#### Exercise brief:
Among the lines below, copy each one in which "hillside" appears.

Referring expression grounding data
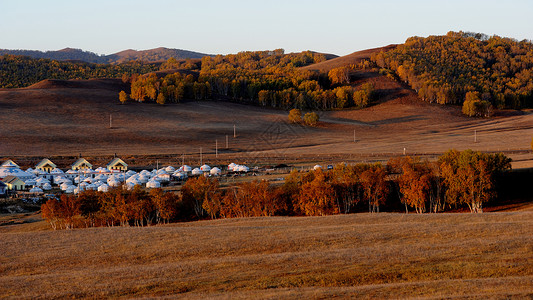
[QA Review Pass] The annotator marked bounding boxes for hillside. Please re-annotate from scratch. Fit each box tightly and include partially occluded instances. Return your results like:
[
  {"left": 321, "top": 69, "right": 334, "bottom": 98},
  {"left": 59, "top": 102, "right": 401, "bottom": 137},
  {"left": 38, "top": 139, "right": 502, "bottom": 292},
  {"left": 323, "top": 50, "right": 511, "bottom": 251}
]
[
  {"left": 1, "top": 70, "right": 532, "bottom": 170},
  {"left": 1, "top": 212, "right": 532, "bottom": 298},
  {"left": 0, "top": 47, "right": 211, "bottom": 64},
  {"left": 301, "top": 45, "right": 397, "bottom": 73}
]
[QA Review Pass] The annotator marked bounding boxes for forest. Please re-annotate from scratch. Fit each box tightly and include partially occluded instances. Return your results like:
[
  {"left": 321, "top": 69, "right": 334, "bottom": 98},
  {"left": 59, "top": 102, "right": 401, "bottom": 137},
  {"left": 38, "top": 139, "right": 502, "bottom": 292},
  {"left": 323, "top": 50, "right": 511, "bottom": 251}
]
[
  {"left": 0, "top": 55, "right": 159, "bottom": 88},
  {"left": 125, "top": 50, "right": 375, "bottom": 110},
  {"left": 41, "top": 150, "right": 512, "bottom": 229},
  {"left": 371, "top": 31, "right": 533, "bottom": 110}
]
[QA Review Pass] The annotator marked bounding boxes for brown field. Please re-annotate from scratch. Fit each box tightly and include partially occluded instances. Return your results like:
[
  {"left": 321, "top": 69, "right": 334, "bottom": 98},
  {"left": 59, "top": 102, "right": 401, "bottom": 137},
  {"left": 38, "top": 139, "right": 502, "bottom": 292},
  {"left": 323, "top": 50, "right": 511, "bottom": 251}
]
[
  {"left": 0, "top": 211, "right": 532, "bottom": 298},
  {"left": 0, "top": 70, "right": 532, "bottom": 170}
]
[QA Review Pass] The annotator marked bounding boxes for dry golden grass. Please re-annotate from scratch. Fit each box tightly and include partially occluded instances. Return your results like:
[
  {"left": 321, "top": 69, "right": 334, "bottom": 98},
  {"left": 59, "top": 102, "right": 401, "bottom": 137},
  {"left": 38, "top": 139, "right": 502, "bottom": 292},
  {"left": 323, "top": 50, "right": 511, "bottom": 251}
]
[{"left": 1, "top": 212, "right": 532, "bottom": 298}]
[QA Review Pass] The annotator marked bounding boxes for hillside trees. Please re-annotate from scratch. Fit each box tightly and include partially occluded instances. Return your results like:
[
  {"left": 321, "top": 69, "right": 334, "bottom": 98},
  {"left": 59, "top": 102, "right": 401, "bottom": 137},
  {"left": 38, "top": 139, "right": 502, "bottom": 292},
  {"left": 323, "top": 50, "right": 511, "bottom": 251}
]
[{"left": 371, "top": 32, "right": 533, "bottom": 112}]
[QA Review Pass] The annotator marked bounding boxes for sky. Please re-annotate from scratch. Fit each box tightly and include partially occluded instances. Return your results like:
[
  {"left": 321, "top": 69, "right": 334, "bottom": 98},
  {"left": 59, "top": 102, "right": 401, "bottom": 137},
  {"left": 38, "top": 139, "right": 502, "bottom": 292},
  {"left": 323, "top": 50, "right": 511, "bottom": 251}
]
[{"left": 1, "top": 0, "right": 532, "bottom": 56}]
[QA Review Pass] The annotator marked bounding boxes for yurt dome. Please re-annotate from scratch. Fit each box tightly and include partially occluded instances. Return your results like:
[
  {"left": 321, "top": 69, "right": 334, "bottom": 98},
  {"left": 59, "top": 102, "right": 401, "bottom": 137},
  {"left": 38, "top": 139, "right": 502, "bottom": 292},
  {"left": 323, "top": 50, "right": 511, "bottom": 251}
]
[
  {"left": 85, "top": 183, "right": 97, "bottom": 190},
  {"left": 182, "top": 165, "right": 192, "bottom": 172},
  {"left": 191, "top": 168, "right": 203, "bottom": 176},
  {"left": 107, "top": 178, "right": 122, "bottom": 187},
  {"left": 25, "top": 178, "right": 37, "bottom": 186},
  {"left": 228, "top": 163, "right": 236, "bottom": 170},
  {"left": 42, "top": 183, "right": 52, "bottom": 190},
  {"left": 164, "top": 166, "right": 175, "bottom": 173},
  {"left": 30, "top": 186, "right": 43, "bottom": 193},
  {"left": 313, "top": 165, "right": 322, "bottom": 170},
  {"left": 50, "top": 168, "right": 64, "bottom": 175},
  {"left": 26, "top": 167, "right": 34, "bottom": 173},
  {"left": 60, "top": 183, "right": 70, "bottom": 191},
  {"left": 95, "top": 174, "right": 108, "bottom": 182},
  {"left": 83, "top": 177, "right": 93, "bottom": 183},
  {"left": 0, "top": 167, "right": 33, "bottom": 181},
  {"left": 146, "top": 180, "right": 161, "bottom": 189},
  {"left": 138, "top": 175, "right": 150, "bottom": 184},
  {"left": 210, "top": 167, "right": 222, "bottom": 176},
  {"left": 235, "top": 165, "right": 249, "bottom": 172},
  {"left": 125, "top": 182, "right": 136, "bottom": 190},
  {"left": 200, "top": 164, "right": 211, "bottom": 172},
  {"left": 156, "top": 168, "right": 168, "bottom": 175},
  {"left": 140, "top": 170, "right": 151, "bottom": 176},
  {"left": 74, "top": 176, "right": 86, "bottom": 184},
  {"left": 173, "top": 171, "right": 187, "bottom": 179},
  {"left": 98, "top": 184, "right": 110, "bottom": 192},
  {"left": 65, "top": 186, "right": 76, "bottom": 194}
]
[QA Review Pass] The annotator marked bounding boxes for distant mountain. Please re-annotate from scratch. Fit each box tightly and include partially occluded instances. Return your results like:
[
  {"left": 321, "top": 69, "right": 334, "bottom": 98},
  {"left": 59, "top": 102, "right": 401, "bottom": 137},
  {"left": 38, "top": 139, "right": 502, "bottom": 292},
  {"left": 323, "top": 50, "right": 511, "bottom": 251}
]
[{"left": 0, "top": 47, "right": 211, "bottom": 64}]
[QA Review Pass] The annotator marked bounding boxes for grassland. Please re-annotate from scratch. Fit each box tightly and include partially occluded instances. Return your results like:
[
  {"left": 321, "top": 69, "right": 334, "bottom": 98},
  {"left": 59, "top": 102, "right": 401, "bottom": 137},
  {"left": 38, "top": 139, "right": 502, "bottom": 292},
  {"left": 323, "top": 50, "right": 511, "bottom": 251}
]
[{"left": 1, "top": 210, "right": 532, "bottom": 299}]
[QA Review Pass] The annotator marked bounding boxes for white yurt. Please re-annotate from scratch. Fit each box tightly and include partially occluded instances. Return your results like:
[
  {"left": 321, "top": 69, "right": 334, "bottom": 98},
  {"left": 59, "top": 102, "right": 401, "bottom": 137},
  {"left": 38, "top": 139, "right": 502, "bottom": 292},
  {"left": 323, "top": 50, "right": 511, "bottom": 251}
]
[
  {"left": 140, "top": 169, "right": 151, "bottom": 177},
  {"left": 228, "top": 163, "right": 236, "bottom": 171},
  {"left": 173, "top": 171, "right": 187, "bottom": 180},
  {"left": 98, "top": 184, "right": 110, "bottom": 192},
  {"left": 235, "top": 165, "right": 249, "bottom": 172},
  {"left": 74, "top": 175, "right": 86, "bottom": 184},
  {"left": 94, "top": 174, "right": 108, "bottom": 182},
  {"left": 94, "top": 167, "right": 107, "bottom": 173},
  {"left": 30, "top": 186, "right": 43, "bottom": 193},
  {"left": 164, "top": 166, "right": 175, "bottom": 173},
  {"left": 0, "top": 167, "right": 33, "bottom": 181},
  {"left": 42, "top": 183, "right": 52, "bottom": 190},
  {"left": 182, "top": 165, "right": 192, "bottom": 173},
  {"left": 50, "top": 168, "right": 64, "bottom": 175},
  {"left": 107, "top": 178, "right": 122, "bottom": 187},
  {"left": 25, "top": 178, "right": 37, "bottom": 187},
  {"left": 191, "top": 168, "right": 203, "bottom": 176},
  {"left": 65, "top": 186, "right": 76, "bottom": 194},
  {"left": 26, "top": 167, "right": 34, "bottom": 173},
  {"left": 210, "top": 167, "right": 222, "bottom": 176},
  {"left": 146, "top": 180, "right": 161, "bottom": 189},
  {"left": 125, "top": 182, "right": 136, "bottom": 190},
  {"left": 313, "top": 164, "right": 322, "bottom": 170},
  {"left": 200, "top": 164, "right": 211, "bottom": 172}
]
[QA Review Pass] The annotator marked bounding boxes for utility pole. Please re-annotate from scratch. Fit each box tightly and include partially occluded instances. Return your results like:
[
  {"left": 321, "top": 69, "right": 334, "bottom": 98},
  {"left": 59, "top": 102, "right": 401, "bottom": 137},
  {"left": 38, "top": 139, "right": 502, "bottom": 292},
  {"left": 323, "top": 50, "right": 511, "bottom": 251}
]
[
  {"left": 474, "top": 130, "right": 477, "bottom": 143},
  {"left": 109, "top": 114, "right": 112, "bottom": 129},
  {"left": 226, "top": 135, "right": 229, "bottom": 148},
  {"left": 233, "top": 124, "right": 236, "bottom": 138},
  {"left": 216, "top": 140, "right": 218, "bottom": 158},
  {"left": 353, "top": 129, "right": 356, "bottom": 143},
  {"left": 200, "top": 147, "right": 203, "bottom": 166},
  {"left": 182, "top": 153, "right": 184, "bottom": 166}
]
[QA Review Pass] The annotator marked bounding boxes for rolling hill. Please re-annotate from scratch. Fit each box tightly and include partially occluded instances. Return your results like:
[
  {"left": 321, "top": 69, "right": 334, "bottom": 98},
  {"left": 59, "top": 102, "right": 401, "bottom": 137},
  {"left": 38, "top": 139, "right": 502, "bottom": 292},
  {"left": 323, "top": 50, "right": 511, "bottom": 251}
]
[{"left": 0, "top": 47, "right": 211, "bottom": 64}]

#### Finished exercise:
[QA Review Pass] The annotator marked bounding boxes for hillside. Please re-annotate from scratch. Fit each box tightly and include partially occluded instances. Return your results like:
[QA Review Pass] The annotator marked bounding boxes for hillside trees. Please re-annotate from scratch. Fit each box tightly and include partially occluded instances. Return your results like:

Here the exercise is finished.